(Records contained in a dataset)
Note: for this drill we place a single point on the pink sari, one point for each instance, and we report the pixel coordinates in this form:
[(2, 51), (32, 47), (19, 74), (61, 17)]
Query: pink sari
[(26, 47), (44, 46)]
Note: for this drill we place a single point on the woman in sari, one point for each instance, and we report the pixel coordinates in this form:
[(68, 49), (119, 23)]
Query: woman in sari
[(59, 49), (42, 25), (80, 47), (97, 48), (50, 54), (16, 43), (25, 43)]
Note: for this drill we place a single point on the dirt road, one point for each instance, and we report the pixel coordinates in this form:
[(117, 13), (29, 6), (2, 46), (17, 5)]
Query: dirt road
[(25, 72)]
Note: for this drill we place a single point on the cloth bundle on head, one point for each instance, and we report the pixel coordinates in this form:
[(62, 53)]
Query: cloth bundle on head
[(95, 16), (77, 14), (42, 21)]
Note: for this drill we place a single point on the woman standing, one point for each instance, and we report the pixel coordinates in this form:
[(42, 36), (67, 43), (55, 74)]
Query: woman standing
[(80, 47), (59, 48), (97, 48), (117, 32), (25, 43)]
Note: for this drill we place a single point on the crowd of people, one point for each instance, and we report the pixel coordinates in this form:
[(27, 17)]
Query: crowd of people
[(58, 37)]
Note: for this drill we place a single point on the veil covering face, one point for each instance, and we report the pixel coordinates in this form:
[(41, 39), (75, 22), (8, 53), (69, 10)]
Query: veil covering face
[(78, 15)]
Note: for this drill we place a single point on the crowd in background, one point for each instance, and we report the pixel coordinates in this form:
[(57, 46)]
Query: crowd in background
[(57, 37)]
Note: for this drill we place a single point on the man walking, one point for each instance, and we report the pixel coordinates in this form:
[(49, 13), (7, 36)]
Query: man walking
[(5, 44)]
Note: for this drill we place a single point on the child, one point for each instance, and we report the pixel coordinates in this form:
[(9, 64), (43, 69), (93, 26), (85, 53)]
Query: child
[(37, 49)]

PROMPT
Could you return all of the entries exactly as they stand?

ANSWER TO THIS EXERCISE
Note: for this drill we place a single point on the pink sari, one point for each instance, and we report the pixel coordinates in this form:
[(2, 51), (32, 47), (19, 74), (61, 17)]
Query: pink sari
[(26, 47), (44, 46)]
Note: for this drill we place a single point on the woman in sari, one point for each instance, and we report the pixel coordinates in this form:
[(68, 49), (119, 23)]
Query: woman in sari
[(59, 49), (42, 25), (80, 47), (97, 48), (50, 54), (16, 43), (25, 43)]
Note: for this drill we place a single point on the dirt road, one point for each instance, and we report the pixel coordinates in this form:
[(117, 13), (29, 6), (2, 46), (17, 5)]
Query: dirt road
[(25, 72)]
Note: for this drill we place a single point on the cloth bundle on head, one point for each instance, and we report the pixel coordinates in this form:
[(62, 53)]
Query: cloth bundle on head
[(95, 16), (77, 14), (42, 21)]
Note: for this drill we place a single point on the woman standing, one point for each instance, and we report the pixel coordinates in this form:
[(42, 36), (67, 43), (55, 74)]
Query: woman standing
[(80, 47), (59, 48), (97, 48), (117, 32), (25, 43)]
Note: for this drill we place a single point on the crowd of people, one point for each instance, and we report the pixel coordinates in this form:
[(27, 17)]
Query: crowd of people
[(58, 37)]
Note: for this drill we place a single point on the veil covering face, one point for each instance, and we report the pixel coordinates in this form:
[(41, 39), (75, 22), (8, 53), (69, 10)]
Query: veil covering face
[(78, 15)]
Note: for this drill we place a single point on the crowd in background, one point for each instance, and we report the pixel coordinates in this form:
[(57, 46)]
Query: crowd in background
[(57, 37)]
Note: for this drill we place a single point on the man walking, one point for each instance, and we report the pixel coordinates in this form:
[(49, 13), (7, 36)]
Query: man walking
[(5, 44)]
Note: for this drill we place a single point on the child, one point for each instance, and we report the pixel coordinates in this form:
[(9, 64), (43, 69), (93, 26), (85, 53)]
Query: child
[(37, 49)]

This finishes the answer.